Listed records |
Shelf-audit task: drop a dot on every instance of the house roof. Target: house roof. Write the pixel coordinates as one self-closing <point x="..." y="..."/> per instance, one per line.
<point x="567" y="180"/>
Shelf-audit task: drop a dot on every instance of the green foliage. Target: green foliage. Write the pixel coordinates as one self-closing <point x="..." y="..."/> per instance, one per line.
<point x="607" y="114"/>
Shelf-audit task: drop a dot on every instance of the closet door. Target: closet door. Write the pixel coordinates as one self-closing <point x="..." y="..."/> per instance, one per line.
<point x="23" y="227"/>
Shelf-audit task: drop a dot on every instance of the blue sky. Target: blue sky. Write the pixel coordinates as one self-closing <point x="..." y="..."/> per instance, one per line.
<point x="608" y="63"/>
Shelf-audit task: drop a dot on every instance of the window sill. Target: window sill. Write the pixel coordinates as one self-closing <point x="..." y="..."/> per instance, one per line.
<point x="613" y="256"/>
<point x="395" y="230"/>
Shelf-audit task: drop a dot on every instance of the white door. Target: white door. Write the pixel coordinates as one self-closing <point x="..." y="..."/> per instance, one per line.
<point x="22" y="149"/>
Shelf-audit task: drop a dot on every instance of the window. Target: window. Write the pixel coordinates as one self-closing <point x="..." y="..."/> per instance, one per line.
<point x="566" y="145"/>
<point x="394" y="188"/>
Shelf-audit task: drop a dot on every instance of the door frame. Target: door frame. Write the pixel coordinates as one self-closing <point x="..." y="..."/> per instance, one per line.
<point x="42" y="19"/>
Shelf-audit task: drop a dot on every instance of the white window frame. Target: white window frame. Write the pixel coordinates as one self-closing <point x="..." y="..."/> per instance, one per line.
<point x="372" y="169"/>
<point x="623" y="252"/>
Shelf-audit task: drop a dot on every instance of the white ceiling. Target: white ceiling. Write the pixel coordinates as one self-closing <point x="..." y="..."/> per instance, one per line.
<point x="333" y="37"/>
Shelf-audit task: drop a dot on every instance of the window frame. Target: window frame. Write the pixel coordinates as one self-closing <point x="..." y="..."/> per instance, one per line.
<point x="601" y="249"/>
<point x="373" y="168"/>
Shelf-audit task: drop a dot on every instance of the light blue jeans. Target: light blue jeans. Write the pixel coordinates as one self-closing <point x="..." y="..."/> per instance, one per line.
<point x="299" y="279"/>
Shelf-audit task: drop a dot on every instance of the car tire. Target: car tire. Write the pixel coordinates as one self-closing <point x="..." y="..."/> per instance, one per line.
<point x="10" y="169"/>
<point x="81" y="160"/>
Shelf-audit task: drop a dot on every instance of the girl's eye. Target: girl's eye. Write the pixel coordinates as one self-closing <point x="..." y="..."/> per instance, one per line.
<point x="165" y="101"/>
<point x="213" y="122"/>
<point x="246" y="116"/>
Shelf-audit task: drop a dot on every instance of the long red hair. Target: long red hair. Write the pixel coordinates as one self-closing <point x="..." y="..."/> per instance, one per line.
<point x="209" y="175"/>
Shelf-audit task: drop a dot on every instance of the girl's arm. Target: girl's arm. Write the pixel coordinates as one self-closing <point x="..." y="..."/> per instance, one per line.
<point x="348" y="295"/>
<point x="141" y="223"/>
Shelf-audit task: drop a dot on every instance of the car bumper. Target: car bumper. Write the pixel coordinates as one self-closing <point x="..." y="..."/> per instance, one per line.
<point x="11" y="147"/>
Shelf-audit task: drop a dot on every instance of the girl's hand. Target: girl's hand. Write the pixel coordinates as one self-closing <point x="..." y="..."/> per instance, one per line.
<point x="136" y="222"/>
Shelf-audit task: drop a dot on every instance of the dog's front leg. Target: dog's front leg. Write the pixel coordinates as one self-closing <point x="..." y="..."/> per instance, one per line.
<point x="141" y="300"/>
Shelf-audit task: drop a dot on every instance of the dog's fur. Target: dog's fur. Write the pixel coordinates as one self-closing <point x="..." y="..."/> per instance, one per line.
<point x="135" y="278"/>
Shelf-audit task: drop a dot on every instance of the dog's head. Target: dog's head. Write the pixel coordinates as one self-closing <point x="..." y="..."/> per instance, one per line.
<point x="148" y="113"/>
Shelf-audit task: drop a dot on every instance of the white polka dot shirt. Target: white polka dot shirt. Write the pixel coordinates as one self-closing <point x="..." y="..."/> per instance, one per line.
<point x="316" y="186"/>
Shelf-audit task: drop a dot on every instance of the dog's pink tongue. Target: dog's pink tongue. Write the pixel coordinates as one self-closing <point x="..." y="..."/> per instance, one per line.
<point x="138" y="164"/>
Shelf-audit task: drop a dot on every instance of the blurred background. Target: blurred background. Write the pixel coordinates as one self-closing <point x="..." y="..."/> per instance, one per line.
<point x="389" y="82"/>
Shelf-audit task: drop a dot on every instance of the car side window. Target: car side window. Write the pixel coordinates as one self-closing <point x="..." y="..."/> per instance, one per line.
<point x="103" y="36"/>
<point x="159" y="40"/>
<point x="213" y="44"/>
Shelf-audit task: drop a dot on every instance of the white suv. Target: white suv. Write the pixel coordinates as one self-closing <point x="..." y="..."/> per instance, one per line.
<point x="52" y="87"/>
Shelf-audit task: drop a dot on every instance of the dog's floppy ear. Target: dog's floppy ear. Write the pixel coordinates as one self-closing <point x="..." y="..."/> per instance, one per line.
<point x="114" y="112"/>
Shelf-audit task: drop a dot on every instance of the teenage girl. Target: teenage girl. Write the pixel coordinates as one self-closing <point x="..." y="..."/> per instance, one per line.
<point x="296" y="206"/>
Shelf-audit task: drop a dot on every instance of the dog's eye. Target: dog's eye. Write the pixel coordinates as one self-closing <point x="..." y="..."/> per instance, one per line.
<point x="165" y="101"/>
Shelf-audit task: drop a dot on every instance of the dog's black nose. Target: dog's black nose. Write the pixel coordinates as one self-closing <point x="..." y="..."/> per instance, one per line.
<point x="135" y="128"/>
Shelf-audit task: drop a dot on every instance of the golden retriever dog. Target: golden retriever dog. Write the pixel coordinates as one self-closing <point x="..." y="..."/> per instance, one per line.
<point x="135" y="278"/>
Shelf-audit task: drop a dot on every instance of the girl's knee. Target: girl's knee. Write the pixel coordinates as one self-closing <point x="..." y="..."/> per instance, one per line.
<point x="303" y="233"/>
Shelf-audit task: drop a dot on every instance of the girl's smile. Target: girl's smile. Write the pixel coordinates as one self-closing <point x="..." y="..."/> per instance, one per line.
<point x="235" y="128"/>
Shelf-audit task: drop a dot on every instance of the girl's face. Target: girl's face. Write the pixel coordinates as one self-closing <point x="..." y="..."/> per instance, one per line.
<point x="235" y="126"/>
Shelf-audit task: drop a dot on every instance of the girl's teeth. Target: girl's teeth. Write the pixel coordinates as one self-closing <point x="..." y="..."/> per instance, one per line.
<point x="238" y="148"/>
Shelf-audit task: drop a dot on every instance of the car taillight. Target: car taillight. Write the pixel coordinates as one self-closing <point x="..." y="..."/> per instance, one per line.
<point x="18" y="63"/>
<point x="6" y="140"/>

Given exercise | Send back all of the entries exactly, with nothing missing.

Completed exercise |
Shelf-audit task: drop a dot on every instance of the house roof. Target: house roof. Write the pixel coordinates as one self-closing <point x="..." y="..."/> per instance, one per line.
<point x="567" y="180"/>
Shelf-audit task: drop a dot on every instance of the green foliage. Target: green foliage. Write the pixel coordinates as one self-closing <point x="..." y="..."/> per instance, one per line.
<point x="607" y="114"/>
Shelf-audit task: drop a dot on every instance of the closet door. Target: closet door. Write the pixel coordinates as one self-closing <point x="..." y="..."/> per instance, one per line.
<point x="23" y="227"/>
Shelf-audit task: drop a dot on every instance of the blue sky. Target: blue sky. Write the pixel coordinates as one self-closing <point x="..." y="..."/> per instance, one per line.
<point x="608" y="63"/>
Shelf-audit task: drop a dot on every instance of the window sill. Target: window sill. Write the pixel coordinates as one self-closing <point x="..." y="..."/> per instance, one per line.
<point x="613" y="256"/>
<point x="395" y="230"/>
Shelf-audit task: drop a dot on every instance of the white door. Target: white door. Write the pixel coordinates as one self-closing <point x="..." y="..."/> per instance, one per line.
<point x="22" y="149"/>
Shelf-audit task: drop a dot on every instance of the window. Target: window. Write the pixel coordinates as one self-closing <point x="..." y="..."/> per instance, one per line.
<point x="566" y="145"/>
<point x="394" y="188"/>
Shelf-audit task: drop a dot on every instance of the door frame. Target: door frame. Write the pixel coordinates as one self-closing <point x="..." y="..."/> per instance, one per line.
<point x="42" y="19"/>
Shelf-audit task: drop a dot on every instance of the white window frame. Target: white window frame. Write the pixel coordinates as one self-closing <point x="..." y="..."/> per instance, one per line.
<point x="372" y="169"/>
<point x="623" y="252"/>
Shelf-audit task: drop a dot on every instance of the white ceiling. Target: white ceiling. Write the pixel coordinates as one self-closing <point x="..." y="..."/> per instance, one per line.
<point x="333" y="37"/>
Shelf-audit task: drop a dot on every instance of the window frame. Target: window frame. Write the pixel coordinates as one self-closing <point x="..." y="..."/> per instance, one per line.
<point x="601" y="249"/>
<point x="373" y="168"/>
Shelf-audit task: drop a dot on every instance of the light blue jeans. Target: light blue jeans. Write the pixel coordinates as one self-closing <point x="..." y="..."/> per instance, one per line.
<point x="299" y="279"/>
Shelf-audit task: drop a dot on every instance of the car tire. Target: car tire. Write the pixel coordinates as one self-closing <point x="..." y="..."/> per instance, one per line.
<point x="10" y="169"/>
<point x="81" y="160"/>
Shelf-audit task: drop a dot on every instance of the girl's eye. Target: girl's eye. Write the pixel coordinates as one self-closing <point x="..." y="..."/> per instance, one per line.
<point x="165" y="101"/>
<point x="213" y="122"/>
<point x="246" y="116"/>
Shelf-audit task: drop a dot on every instance of the long red hair. Target: long red hair. Write the pixel coordinates as one self-closing <point x="..." y="..."/> per instance, one per line.
<point x="209" y="175"/>
Shelf-audit task: drop a dot on every instance of the girl's arm. Target: girl's arm. Write the pixel coordinates as one self-closing <point x="..." y="..."/> per instance, one per line.
<point x="348" y="295"/>
<point x="141" y="223"/>
Shelf-audit task: drop a dot on every instance of the car bumper. Target: car bumper. Write the pixel coordinates as one self-closing <point x="..." y="..."/> per instance, one per line.
<point x="11" y="147"/>
Shelf-audit task: drop a dot on every instance of the girl's hand. Target: girl's hand. Write the pixel coordinates as one self-closing <point x="..." y="..."/> per instance, one per line.
<point x="136" y="222"/>
Shelf-audit task: drop a dot on every instance of the dog's front leg. Target: dog's front leg. Write the pixel coordinates as one self-closing <point x="..." y="..."/> per instance, one per line.
<point x="141" y="300"/>
Shelf-audit task: drop a dot on every instance of the dog's fur. Target: dog's fur. Write the pixel coordinates as one self-closing <point x="..." y="..."/> per instance, one per line.
<point x="135" y="278"/>
Shelf-audit task: drop a dot on every instance of the dog's head. Target: dog's head. Write the pixel coordinates as one self-closing <point x="..." y="..."/> per instance, one per line.
<point x="148" y="113"/>
Shelf-audit task: drop a dot on every instance of the white polka dot shirt. Target: white polka dot shirt. Write the pixel coordinates as one self-closing <point x="..." y="..."/> per instance, one per line.
<point x="316" y="186"/>
Shelf-audit task: drop a dot on every instance of the dog's pink tongue. Target: dog's pink tongue. Write the pixel coordinates as one self-closing <point x="..." y="..."/> per instance, one per line.
<point x="138" y="164"/>
Shelf-audit task: drop a dot on every instance of the blurred background. Target: blurred background. Write the pixel coordinates as one self-closing <point x="..." y="..."/> per instance, one per line.
<point x="389" y="82"/>
Shelf-audit task: drop a dot on every instance of the car side window. Target: car side window. Write the pixel coordinates as one self-closing <point x="..." y="..."/> per instance, one per line.
<point x="103" y="36"/>
<point x="159" y="40"/>
<point x="213" y="44"/>
Shelf-audit task: drop a dot on every instance of the white suv. Target: white suv. Write the pixel coordinates as one self-closing <point x="..." y="..."/> per instance, one per line.
<point x="52" y="87"/>
Shelf-audit task: drop a dot on every instance of the dog's floppy ear. Target: dog's floppy ear. Write the pixel coordinates as one self-closing <point x="..." y="..."/> per instance, one per line.
<point x="114" y="112"/>
Shelf-audit task: drop a dot on every instance of the teenage girl. Target: teenage girl. Write the pixel coordinates as one self-closing <point x="..." y="..."/> per instance, one per line.
<point x="296" y="206"/>
Shelf-audit task: drop a dot on every instance of the dog's eye. Target: dog's eye. Write the pixel coordinates as one self-closing <point x="..." y="..."/> per instance, one per line.
<point x="165" y="101"/>
Shelf-audit task: drop a dot on every instance of the dog's black nose. Target: dog's black nose. Write the pixel coordinates as one self-closing <point x="..." y="..."/> per instance, one per line.
<point x="135" y="128"/>
Shelf-audit task: drop a dot on every instance of the golden retriever dog. Target: golden retriever dog. Write the pixel coordinates as one self-closing <point x="..." y="..."/> per instance, one per line.
<point x="135" y="278"/>
Shelf-audit task: drop a dot on every instance of the girl's knee. Target: girl's knee. Write the pixel coordinates as one self-closing <point x="..." y="..."/> per instance, one per line.
<point x="303" y="233"/>
Shelf-audit task: drop a dot on every instance of the girl's smile. Target: girl's smile. Write the pixel coordinates as one self-closing <point x="..." y="..."/> per instance, one per line.
<point x="235" y="128"/>
Shelf-audit task: drop a dot on every instance of the girl's face. Target: girl's face. Write the pixel coordinates as one self-closing <point x="..." y="..."/> per instance, one per line.
<point x="235" y="126"/>
Shelf-audit task: drop a dot on every instance of the girl's teeth. Target: girl's teeth. Write the pixel coordinates as one self-closing <point x="..." y="..."/> per instance, one per line.
<point x="238" y="148"/>
Shelf-audit task: drop a dot on every instance of the car taillight. Target: car taillight. Write the pixel coordinates as one self-closing <point x="..." y="..."/> per instance, one per line.
<point x="18" y="63"/>
<point x="6" y="140"/>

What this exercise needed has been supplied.